■ **ABOUT THIS TASK**
Transcribe each entry in full, and leave the images out.

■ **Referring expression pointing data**
'''
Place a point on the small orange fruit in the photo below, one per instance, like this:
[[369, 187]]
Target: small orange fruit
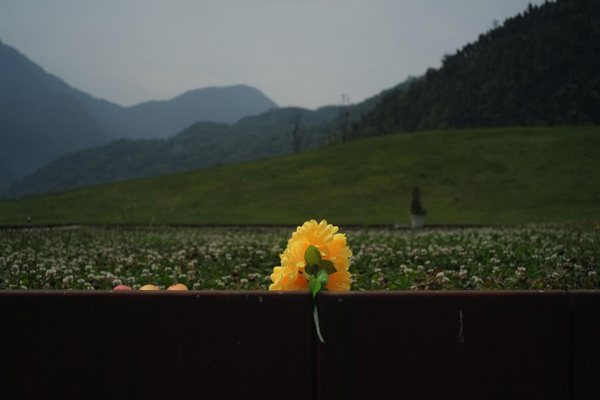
[[178, 286], [149, 287]]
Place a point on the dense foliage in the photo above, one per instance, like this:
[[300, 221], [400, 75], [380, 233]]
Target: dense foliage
[[530, 257], [539, 68]]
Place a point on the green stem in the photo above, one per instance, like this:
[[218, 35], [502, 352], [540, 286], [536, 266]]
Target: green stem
[[316, 318]]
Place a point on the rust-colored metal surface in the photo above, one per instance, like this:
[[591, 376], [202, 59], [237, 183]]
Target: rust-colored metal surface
[[262, 345], [169, 345], [445, 345], [585, 345]]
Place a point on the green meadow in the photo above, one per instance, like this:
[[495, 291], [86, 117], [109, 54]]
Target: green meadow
[[480, 177]]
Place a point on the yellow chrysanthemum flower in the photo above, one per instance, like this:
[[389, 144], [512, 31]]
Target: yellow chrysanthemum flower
[[332, 246]]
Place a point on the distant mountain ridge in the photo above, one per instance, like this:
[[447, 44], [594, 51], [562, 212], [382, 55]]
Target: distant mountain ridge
[[42, 117], [164, 118], [37, 122], [200, 145]]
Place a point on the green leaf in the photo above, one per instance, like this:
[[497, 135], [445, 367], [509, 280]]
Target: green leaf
'''
■ **OUTPUT FOR THIS TASK**
Place a point on the small orange fruit in the photo below, one per instance, like this:
[[369, 187]]
Target: small orange fruit
[[178, 286], [149, 287]]
Place a point on the dense foliage in the photo above, one per instance, like this:
[[300, 221], [400, 75], [380, 233]]
Target: dense foliage
[[530, 257], [539, 68]]
Place a point on the green stem in the photo above, one per instance, like this:
[[218, 35], [502, 352], [540, 286], [536, 266]]
Target: green stem
[[316, 318]]
Place a point on the rust-colored metal surface in the photo above, one per instance, like this:
[[591, 376], [202, 59], [237, 183]]
Target: rust-colored metal surface
[[262, 345], [169, 345], [445, 345], [585, 345]]
Place a point on the green meadow in the photo above, one per instance, like this:
[[495, 291], [86, 117], [109, 54]]
Target: green meadow
[[480, 177]]
Place a point on the yellow chrysanthemum flower in the photo above, one per instance, like this:
[[389, 144], [512, 31]]
Target: yellow chrysanthemum flower
[[332, 246]]
Place a point on the distant mountain ridge in the photo above, one per instance, like this:
[[447, 44], [594, 51], [562, 212], [382, 55]]
Target: distant mountain ridge
[[42, 117], [164, 118], [37, 122], [200, 145]]
Place a point on the green leaf in the photo above, one per instance, like this:
[[497, 135], [445, 367], [509, 280]]
Target: green leaf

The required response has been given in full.